0

I have n mat-files containing parts of a single huge matrix. I want to load the mat-files and concatenate the row,column,value-vectors to build matrix W. Right now, I'm doing the following, but it's really slow and I know I shouldn't dynamically increase the size of rows,cols,vals:

rows=[];cols=[];vals=[];

for ii=1:n
    var = load( sprintf('w%d.mat', ii) );
    [r,c,v] = find( var.w );

    rows = [rows; r];
    cols = [cols; c];
    vals = [vals; v];
end

W = sparse( rows, cols, vals );

Do you know a better way? Thanks in advance!

Solution

Based on Daniel R's suggestion, I solved it like this:

rows=zeros(maxSize,1);
cols=zeros(maxSize,1);
vals=zeros(maxSize,1);
idx = 1;

for ii=1:n
    var = load( sprintf('w%d.mat', ii) );
    [r,c,v] = find( var.w );        

    len = size(r,1);
    rows(idx:(idx-1+len))=r;
    cols(idx:(idx-1+len))=c;
    vals(idx:(idx-1+len))=v;
    idx = idx+len;
end

W = sparse( rows, cols, vals );

Extremely fast, thanks a lot!

(Excerpts of pointing data)
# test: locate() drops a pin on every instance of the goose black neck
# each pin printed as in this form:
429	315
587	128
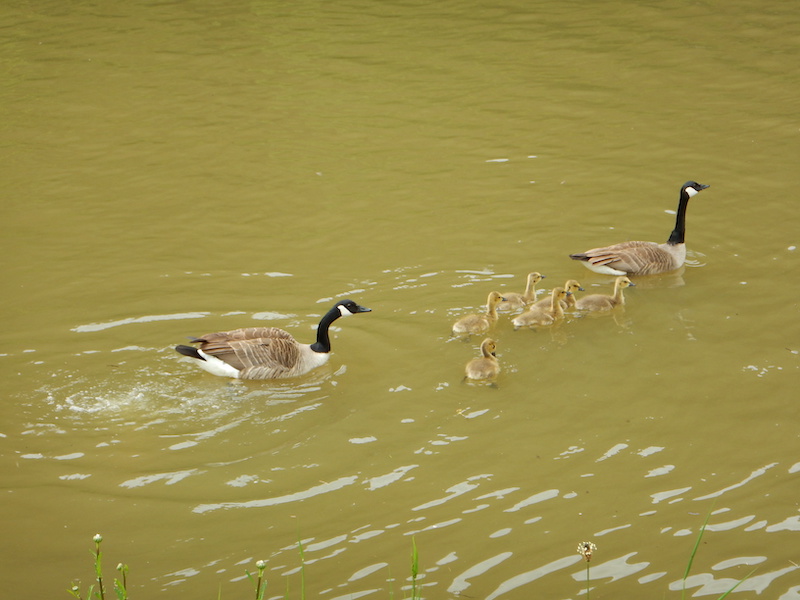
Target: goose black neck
679	233
323	343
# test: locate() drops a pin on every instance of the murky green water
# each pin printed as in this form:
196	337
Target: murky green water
174	169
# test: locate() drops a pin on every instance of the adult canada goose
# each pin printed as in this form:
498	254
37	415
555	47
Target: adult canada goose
571	286
602	302
645	258
515	301
539	316
483	322
266	352
487	366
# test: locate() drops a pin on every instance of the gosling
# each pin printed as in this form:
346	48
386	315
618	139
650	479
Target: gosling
516	301
483	322
487	366
604	302
541	316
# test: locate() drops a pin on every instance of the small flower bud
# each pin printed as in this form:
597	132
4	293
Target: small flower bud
585	549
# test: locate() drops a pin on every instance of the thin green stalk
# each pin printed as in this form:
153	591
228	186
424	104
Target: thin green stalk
98	568
260	585
414	569
586	549
694	552
588	581
302	571
121	587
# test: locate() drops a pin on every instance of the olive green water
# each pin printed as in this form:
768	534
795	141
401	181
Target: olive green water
171	169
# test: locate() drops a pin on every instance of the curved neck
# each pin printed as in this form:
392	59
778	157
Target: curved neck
530	290
323	343
555	305
679	233
618	297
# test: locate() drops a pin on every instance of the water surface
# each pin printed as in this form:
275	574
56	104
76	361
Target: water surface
173	169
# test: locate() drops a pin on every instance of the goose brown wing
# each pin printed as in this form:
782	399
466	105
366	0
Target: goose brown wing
268	347
631	257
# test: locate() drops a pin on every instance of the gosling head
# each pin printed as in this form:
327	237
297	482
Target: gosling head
535	277
489	347
624	282
573	286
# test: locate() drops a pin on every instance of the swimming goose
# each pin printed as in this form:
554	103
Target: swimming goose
539	316
487	366
602	302
571	286
480	323
266	352
645	258
515	301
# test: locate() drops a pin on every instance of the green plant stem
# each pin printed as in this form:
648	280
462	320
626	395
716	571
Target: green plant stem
588	581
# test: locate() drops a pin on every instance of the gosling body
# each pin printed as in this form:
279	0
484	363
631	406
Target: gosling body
486	366
480	323
604	302
540	316
517	301
645	258
568	302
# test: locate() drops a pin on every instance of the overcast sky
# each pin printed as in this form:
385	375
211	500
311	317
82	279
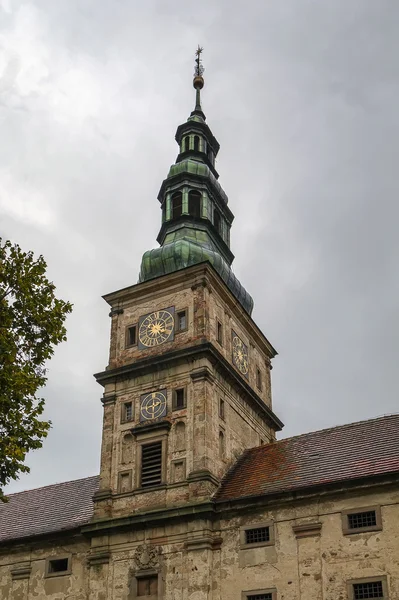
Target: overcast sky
303	98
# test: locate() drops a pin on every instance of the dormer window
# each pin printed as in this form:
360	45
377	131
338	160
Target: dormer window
194	204
177	205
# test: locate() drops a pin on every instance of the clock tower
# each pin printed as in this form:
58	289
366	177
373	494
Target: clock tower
187	388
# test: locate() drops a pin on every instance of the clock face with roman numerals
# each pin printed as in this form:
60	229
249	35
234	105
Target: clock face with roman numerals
240	354
156	328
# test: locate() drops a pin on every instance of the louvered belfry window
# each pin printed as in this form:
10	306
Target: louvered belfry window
151	464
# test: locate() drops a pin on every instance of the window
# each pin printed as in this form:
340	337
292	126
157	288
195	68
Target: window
258	379
221	408
371	587
58	566
181	320
131	335
194	204
179	399
261	534
151	464
359	520
177	205
219	333
217	220
127	412
147	586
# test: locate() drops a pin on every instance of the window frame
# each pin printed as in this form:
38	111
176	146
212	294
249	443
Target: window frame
177	313
346	530
50	559
127	335
382	578
174	398
247	594
123	412
245	528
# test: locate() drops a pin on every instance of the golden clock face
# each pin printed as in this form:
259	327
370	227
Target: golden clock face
153	405
240	354
156	328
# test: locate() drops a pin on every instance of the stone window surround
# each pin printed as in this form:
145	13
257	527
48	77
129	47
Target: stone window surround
382	578
150	437
245	546
345	524
68	571
249	593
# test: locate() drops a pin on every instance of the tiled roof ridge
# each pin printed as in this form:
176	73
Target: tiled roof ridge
52	485
327	429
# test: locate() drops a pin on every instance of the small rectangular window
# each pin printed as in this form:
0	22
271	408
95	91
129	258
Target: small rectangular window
131	335
371	589
127	412
257	535
181	320
221	408
147	586
179	399
258	379
151	464
219	333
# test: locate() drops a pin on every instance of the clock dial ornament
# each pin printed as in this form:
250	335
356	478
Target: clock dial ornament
156	328
153	405
240	355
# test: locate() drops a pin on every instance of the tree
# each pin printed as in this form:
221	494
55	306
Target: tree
31	325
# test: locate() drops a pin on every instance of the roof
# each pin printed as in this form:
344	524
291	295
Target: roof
344	453
50	509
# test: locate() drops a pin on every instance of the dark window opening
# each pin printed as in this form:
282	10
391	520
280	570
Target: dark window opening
363	519
219	333
58	565
179	399
221	408
127	411
147	586
194	204
177	205
181	320
371	589
132	335
217	220
151	464
258	379
259	535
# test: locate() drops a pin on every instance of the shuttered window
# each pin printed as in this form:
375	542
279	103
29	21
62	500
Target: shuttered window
151	464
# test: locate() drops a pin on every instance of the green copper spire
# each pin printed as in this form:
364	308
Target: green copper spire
196	219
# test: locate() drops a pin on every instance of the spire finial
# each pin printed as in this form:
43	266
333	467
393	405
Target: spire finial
198	82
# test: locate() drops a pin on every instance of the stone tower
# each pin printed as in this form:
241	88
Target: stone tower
187	387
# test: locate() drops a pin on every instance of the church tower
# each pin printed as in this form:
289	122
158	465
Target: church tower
187	387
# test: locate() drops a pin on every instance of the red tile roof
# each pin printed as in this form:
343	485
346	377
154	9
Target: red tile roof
343	453
50	509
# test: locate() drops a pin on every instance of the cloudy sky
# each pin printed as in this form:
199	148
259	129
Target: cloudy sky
303	97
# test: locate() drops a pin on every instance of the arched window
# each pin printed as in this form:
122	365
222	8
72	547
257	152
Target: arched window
180	432
177	205
127	447
217	220
222	445
194	204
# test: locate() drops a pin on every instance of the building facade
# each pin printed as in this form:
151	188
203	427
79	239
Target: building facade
196	500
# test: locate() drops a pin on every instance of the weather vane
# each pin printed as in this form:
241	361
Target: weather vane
199	69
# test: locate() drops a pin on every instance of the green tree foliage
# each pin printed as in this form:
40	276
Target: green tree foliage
31	325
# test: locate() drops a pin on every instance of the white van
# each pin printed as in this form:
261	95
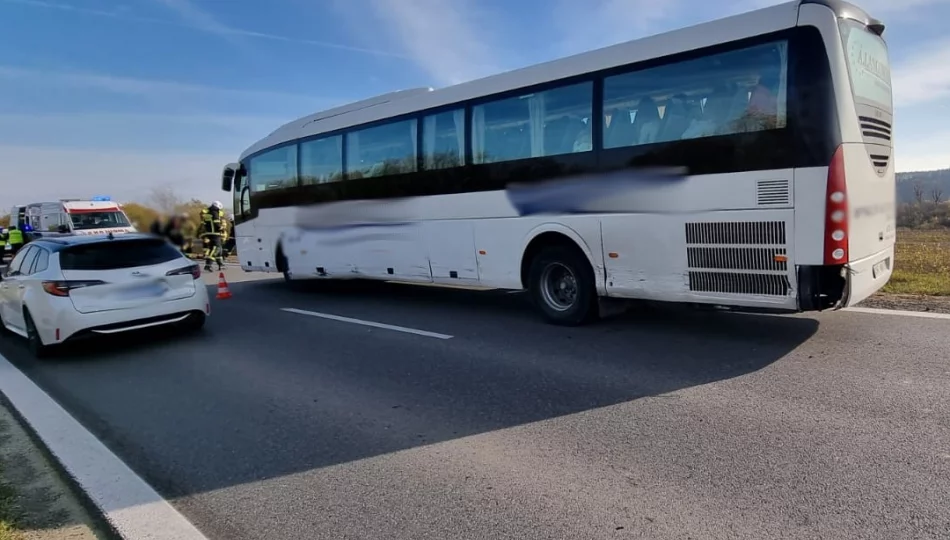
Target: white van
72	216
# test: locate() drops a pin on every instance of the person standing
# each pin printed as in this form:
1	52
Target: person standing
211	232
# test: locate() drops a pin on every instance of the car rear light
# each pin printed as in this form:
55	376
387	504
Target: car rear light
62	288
192	269
836	212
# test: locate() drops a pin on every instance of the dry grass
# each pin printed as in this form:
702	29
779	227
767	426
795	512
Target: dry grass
8	514
921	263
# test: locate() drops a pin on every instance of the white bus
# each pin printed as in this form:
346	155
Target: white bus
780	117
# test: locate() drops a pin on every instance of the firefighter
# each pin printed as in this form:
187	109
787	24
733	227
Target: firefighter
229	241
211	231
15	238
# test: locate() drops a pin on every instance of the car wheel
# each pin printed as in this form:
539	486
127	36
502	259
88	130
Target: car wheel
561	283
34	342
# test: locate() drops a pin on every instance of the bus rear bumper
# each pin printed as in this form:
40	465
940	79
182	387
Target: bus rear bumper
866	276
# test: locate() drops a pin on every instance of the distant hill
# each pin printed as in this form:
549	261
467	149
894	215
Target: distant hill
928	180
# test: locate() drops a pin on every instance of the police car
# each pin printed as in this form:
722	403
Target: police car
61	289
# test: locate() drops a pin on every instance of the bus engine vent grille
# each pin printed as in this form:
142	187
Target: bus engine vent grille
875	129
772	193
758	284
738	258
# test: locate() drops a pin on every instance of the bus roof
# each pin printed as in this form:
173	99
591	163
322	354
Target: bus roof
744	25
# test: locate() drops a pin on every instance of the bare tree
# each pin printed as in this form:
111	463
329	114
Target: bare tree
164	199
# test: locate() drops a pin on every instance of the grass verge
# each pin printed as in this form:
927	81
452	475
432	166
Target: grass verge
36	503
8	518
921	263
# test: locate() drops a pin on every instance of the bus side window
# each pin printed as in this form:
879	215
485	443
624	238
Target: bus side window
722	94
548	123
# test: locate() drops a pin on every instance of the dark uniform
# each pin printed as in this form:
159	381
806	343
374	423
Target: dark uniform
211	231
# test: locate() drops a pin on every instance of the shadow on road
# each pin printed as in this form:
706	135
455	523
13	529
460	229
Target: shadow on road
263	394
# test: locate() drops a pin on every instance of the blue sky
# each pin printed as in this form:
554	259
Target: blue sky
116	96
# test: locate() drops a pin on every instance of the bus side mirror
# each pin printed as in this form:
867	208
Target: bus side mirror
227	178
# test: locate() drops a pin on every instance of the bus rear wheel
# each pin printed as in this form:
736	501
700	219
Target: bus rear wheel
282	265
561	284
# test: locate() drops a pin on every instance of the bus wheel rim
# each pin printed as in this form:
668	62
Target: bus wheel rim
559	287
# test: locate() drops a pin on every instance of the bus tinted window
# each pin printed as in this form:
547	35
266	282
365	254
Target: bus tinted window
275	169
443	140
722	94
542	124
321	160
382	150
868	64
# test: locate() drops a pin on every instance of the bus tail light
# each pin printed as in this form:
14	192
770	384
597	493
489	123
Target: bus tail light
836	212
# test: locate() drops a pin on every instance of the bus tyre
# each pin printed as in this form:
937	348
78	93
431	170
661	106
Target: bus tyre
561	284
282	265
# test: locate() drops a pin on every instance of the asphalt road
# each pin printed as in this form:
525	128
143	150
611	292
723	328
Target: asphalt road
663	423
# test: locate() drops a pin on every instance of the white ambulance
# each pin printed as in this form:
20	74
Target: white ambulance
99	215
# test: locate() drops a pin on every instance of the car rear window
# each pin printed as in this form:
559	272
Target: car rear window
116	254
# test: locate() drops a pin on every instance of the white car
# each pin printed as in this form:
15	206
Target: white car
66	288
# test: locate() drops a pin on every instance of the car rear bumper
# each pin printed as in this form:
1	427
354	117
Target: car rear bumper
69	324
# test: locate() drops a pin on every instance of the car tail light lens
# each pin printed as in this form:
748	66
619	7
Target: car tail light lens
836	212
62	288
192	269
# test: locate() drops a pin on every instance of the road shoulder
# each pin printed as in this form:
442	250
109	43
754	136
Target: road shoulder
36	502
908	302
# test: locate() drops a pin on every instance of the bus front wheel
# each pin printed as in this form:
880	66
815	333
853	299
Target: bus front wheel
561	284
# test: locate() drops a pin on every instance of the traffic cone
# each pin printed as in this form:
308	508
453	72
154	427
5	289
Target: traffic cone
223	291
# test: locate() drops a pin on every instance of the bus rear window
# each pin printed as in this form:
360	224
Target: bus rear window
868	65
117	254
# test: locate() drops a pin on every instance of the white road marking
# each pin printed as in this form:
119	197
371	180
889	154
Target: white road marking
899	313
368	323
129	504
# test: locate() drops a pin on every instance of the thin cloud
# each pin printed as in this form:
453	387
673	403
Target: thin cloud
219	28
607	22
141	87
445	38
47	173
924	77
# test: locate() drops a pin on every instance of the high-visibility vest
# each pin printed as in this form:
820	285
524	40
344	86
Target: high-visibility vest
209	224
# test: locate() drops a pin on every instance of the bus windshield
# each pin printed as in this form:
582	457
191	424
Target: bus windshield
98	220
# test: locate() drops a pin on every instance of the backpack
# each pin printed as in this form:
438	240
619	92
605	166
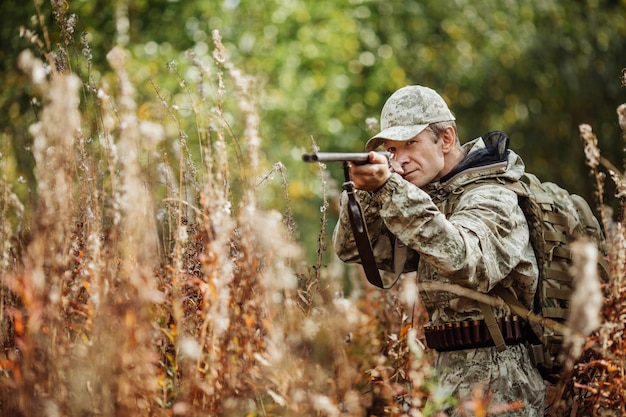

(Instructions)
- 1) Answer these questions about the thread on building a sparse matrix:
(a) What file name pattern is passed to sprintf when each mat-file is loaded?
(b) Whose suggestion was the solution based on?
(c) How does the poster describe the speed of the solution?
- 2) Please extract a portion of the thread word for word, starting at the words "len = size(r,1);" and stopping after the words "thanks a lot!".
None of this work depends on the lines.

(Replies)
- 1)
(a) 'w%d.mat'
(b) Daniel R's
(c) Extremely fast

- 2)
len = size(r,1);
    rows(idx:(idx-1+len))=r;
    cols(idx:(idx-1+len))=c;
    vals(idx:(idx-1+len))=v;
    idx = idx+len;
end

W = sparse( rows, cols, vals );

Extremely fast, thanks a lot!